* **WHAT NEEDS TO BE DONE**
Print out every record exactly as it appears.

* **SUPPLIED MATERIAL**

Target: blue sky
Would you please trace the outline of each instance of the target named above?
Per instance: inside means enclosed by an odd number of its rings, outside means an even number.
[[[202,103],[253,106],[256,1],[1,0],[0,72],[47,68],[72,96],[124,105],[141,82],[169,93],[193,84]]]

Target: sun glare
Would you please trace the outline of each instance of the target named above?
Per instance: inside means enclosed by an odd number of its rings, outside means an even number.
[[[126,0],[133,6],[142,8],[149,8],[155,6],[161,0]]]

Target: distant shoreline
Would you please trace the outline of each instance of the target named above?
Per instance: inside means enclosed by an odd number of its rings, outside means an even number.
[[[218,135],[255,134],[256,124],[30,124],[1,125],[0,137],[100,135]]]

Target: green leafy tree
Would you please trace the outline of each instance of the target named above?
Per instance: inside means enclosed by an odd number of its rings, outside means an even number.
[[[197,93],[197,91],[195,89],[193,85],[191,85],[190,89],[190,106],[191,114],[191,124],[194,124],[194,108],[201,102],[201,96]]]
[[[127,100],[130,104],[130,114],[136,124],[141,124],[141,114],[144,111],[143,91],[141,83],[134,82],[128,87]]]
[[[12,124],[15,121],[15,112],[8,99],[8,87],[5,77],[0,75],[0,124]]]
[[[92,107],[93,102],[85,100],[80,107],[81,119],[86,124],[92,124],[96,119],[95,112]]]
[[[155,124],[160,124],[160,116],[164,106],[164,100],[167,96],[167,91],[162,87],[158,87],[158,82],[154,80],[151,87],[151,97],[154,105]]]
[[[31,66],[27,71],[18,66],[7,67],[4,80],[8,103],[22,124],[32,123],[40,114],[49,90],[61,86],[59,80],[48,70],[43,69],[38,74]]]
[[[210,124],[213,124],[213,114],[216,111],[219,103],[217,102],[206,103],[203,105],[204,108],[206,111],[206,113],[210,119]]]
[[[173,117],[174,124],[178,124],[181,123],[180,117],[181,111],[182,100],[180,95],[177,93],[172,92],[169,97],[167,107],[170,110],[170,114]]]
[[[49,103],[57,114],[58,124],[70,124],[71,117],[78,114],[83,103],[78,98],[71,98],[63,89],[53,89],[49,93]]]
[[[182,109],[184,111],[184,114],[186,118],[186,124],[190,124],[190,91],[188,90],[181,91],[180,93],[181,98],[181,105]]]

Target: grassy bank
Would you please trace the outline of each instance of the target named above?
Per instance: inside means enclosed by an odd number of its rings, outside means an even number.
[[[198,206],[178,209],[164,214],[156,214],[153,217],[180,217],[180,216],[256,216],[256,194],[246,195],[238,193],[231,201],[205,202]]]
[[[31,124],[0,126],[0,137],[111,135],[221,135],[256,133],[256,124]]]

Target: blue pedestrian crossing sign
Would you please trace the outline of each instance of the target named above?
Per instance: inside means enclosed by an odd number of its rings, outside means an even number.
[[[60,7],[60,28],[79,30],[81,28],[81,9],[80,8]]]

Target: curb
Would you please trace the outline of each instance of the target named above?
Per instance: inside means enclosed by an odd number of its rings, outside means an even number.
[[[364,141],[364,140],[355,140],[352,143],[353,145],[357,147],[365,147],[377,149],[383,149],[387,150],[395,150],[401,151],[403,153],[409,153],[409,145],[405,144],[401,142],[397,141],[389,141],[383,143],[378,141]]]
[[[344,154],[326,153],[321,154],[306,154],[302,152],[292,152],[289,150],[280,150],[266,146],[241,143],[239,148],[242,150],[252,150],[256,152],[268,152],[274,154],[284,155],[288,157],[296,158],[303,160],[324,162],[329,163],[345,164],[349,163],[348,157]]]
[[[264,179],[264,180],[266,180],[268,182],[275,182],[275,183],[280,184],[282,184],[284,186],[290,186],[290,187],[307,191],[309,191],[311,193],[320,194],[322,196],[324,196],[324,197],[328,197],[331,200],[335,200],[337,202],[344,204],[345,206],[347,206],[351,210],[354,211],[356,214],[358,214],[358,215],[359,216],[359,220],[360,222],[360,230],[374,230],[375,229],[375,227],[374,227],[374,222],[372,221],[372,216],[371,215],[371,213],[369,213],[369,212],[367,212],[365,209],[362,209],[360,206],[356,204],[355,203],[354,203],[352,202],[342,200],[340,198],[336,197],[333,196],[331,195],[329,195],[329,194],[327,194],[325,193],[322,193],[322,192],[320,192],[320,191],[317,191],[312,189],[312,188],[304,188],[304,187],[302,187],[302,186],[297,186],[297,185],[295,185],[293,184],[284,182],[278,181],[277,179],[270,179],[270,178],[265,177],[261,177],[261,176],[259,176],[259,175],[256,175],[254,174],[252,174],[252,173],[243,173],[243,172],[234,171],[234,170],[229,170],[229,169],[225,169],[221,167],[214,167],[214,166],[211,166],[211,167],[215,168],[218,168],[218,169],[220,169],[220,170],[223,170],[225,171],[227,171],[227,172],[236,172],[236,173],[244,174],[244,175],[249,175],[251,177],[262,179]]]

* **FULL RESPONSE**
Target: blue sky
Would you please trace the outline of each instance of the target named above?
Per instance: inside means enclosed by an odd number of its rings, outside means an even number.
[[[202,103],[253,106],[256,1],[1,0],[0,72],[47,68],[72,96],[124,105],[141,82],[169,93],[193,84]]]

Target: sun glare
Would you please trace the outline of each instance of the target named above?
Per instance: inside means enclosed by an odd number of its rings, outside means an even number.
[[[126,0],[133,6],[142,8],[149,8],[155,6],[161,0]]]

Target: distant shoreline
Would you please trace the outline of each instance of the target named above?
Per instance: inside means enclosed by an odd number of its rings, outside means an even number.
[[[218,135],[255,134],[256,124],[30,124],[1,125],[0,137],[100,135]]]

Target: green leafy tree
Would you please trace the outline of each instance of the target named above?
Per instance: inside means enclosed by an odd number of its rings, outside means an even number.
[[[197,93],[197,91],[195,89],[193,85],[191,85],[190,89],[190,106],[191,114],[191,124],[194,124],[194,108],[201,102],[201,96]]]
[[[127,100],[130,104],[130,114],[136,124],[141,124],[141,114],[144,111],[143,91],[141,83],[134,82],[128,87]]]
[[[12,124],[15,121],[15,112],[8,99],[8,87],[5,77],[0,75],[0,124]]]
[[[92,107],[93,102],[85,100],[80,107],[81,119],[86,124],[92,124],[96,119],[95,112]]]
[[[155,124],[160,124],[160,116],[164,106],[164,100],[167,96],[167,91],[162,87],[158,87],[158,82],[154,80],[151,87],[151,97],[154,105]]]
[[[31,66],[27,71],[18,66],[7,67],[4,80],[8,103],[22,124],[32,123],[40,114],[49,90],[61,86],[59,80],[48,70],[43,69],[38,74]]]
[[[210,124],[213,124],[213,114],[216,111],[219,103],[217,102],[206,103],[203,105],[204,108],[206,111],[206,113],[210,119]]]
[[[173,117],[174,124],[178,124],[181,123],[180,117],[181,111],[182,100],[180,95],[177,93],[172,92],[169,97],[167,107],[170,110],[170,114]]]
[[[49,103],[57,114],[58,124],[70,124],[71,117],[78,114],[83,103],[78,98],[71,98],[63,89],[53,89],[49,93]]]
[[[182,109],[184,111],[184,114],[186,118],[186,124],[190,124],[190,91],[188,90],[181,91],[180,93],[181,98],[181,105]]]

Target: grassy bank
Would you please trace the outline of each instance of the target named above?
Per instance: inside means enclosed by an odd number of its rings, outside means an even number.
[[[198,206],[178,209],[164,214],[156,214],[153,217],[180,217],[180,216],[256,216],[256,194],[246,195],[238,193],[231,201],[205,202]]]
[[[31,124],[0,126],[0,137],[111,135],[221,135],[256,133],[256,124]]]

Target: blue pedestrian crossing sign
Would you please trace the outline of each instance of the target named above?
Per instance: inside means enclosed by an odd number of its rings, outside means an even number.
[[[60,7],[60,28],[79,30],[81,28],[81,9],[80,8]]]

Target: curb
Would you please trace the outline of each instance of the target named above?
Per instance: inside means enclosed by an odd number of its rings, outside means an even number.
[[[364,141],[364,140],[355,140],[352,143],[353,145],[357,147],[365,147],[377,149],[383,149],[387,150],[395,150],[401,151],[403,153],[409,153],[409,145],[405,144],[401,142],[397,141],[389,141],[383,143],[378,141]]]
[[[344,154],[326,153],[321,154],[306,154],[302,152],[292,152],[289,150],[280,150],[266,146],[241,143],[239,148],[242,150],[252,150],[256,152],[268,152],[274,154],[284,155],[288,157],[296,158],[303,160],[324,162],[329,163],[345,164],[349,163],[348,157]]]
[[[264,179],[264,180],[266,180],[268,182],[275,182],[275,183],[280,184],[282,184],[284,186],[290,186],[290,187],[307,191],[309,191],[311,193],[320,194],[322,196],[324,196],[324,197],[328,197],[331,200],[335,200],[337,202],[344,204],[345,206],[347,206],[351,210],[354,211],[356,214],[358,214],[358,215],[359,216],[359,220],[360,222],[360,230],[374,230],[375,229],[375,227],[374,227],[374,222],[372,221],[372,216],[371,215],[371,213],[369,213],[369,212],[367,212],[365,209],[362,209],[360,206],[356,204],[355,203],[354,203],[352,202],[342,200],[340,198],[336,197],[333,196],[331,195],[329,195],[329,194],[327,194],[325,193],[322,193],[322,192],[320,192],[320,191],[317,191],[312,189],[312,188],[304,188],[304,187],[302,187],[302,186],[297,186],[297,185],[295,185],[293,184],[284,182],[278,181],[277,179],[270,179],[270,178],[265,177],[261,177],[261,176],[259,176],[259,175],[256,175],[254,174],[252,174],[252,173],[243,173],[243,172],[234,171],[234,170],[229,170],[229,169],[225,169],[221,167],[214,167],[214,166],[211,166],[211,167],[215,168],[218,168],[218,169],[220,169],[220,170],[223,170],[225,171],[227,171],[227,172],[236,172],[236,173],[244,174],[244,175],[249,175],[251,177],[262,179]]]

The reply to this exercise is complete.